- PROVIDED RECORDS -
- - -

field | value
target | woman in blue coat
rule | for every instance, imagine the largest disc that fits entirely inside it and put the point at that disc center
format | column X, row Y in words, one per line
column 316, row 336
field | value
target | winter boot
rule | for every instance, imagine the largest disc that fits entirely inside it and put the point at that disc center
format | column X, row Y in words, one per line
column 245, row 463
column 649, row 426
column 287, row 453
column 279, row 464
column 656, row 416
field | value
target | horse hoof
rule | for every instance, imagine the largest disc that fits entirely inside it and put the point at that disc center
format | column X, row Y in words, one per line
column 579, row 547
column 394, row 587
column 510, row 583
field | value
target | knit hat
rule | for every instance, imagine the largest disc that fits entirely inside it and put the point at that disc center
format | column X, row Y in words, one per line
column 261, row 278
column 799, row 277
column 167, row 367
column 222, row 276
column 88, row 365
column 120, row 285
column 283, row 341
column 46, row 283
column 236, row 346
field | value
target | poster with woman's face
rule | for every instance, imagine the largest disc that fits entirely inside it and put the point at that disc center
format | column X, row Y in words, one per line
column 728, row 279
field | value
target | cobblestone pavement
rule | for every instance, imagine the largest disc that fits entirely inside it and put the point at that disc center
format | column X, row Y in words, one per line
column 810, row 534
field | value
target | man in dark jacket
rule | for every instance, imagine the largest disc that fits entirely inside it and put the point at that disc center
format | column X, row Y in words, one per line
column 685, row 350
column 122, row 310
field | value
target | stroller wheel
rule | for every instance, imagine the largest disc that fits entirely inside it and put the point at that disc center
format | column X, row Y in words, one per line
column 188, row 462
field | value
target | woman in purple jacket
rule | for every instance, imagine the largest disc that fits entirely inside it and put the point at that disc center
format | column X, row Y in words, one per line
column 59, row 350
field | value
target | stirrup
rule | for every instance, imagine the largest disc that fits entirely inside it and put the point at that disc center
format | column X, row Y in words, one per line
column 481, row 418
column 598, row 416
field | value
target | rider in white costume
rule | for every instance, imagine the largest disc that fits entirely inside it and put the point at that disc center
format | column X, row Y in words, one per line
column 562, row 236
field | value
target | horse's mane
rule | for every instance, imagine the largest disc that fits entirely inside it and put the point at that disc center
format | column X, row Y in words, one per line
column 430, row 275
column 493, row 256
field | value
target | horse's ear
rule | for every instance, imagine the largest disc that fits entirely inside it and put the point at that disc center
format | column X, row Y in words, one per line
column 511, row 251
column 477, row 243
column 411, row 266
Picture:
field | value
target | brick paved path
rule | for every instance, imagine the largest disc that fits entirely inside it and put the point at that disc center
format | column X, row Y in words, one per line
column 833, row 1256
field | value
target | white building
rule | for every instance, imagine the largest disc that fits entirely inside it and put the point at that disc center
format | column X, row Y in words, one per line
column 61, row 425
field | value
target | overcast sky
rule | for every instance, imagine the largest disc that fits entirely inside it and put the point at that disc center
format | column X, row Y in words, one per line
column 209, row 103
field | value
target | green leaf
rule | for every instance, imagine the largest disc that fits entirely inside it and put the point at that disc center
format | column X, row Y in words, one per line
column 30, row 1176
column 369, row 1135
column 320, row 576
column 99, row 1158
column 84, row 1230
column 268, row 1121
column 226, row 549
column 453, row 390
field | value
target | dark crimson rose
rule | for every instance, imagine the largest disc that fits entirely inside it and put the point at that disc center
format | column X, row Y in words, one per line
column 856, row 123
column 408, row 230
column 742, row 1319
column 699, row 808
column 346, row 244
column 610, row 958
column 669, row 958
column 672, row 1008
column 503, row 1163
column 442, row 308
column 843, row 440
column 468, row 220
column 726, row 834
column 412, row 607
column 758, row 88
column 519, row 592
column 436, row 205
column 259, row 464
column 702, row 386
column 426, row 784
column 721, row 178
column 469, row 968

- - -

- THE PROBLEM -
Reproduce exactly the lines from the beginning of the entries above up to and including the line that contains "target | winter boot".

- TASK ANSWER -
field | value
target | woman in blue coat
rule | for every instance, imagine the largest disc that fits entirely inside it and put the point at that disc center
format | column X, row Y in words, one per line
column 316, row 336
field | value
target | winter boot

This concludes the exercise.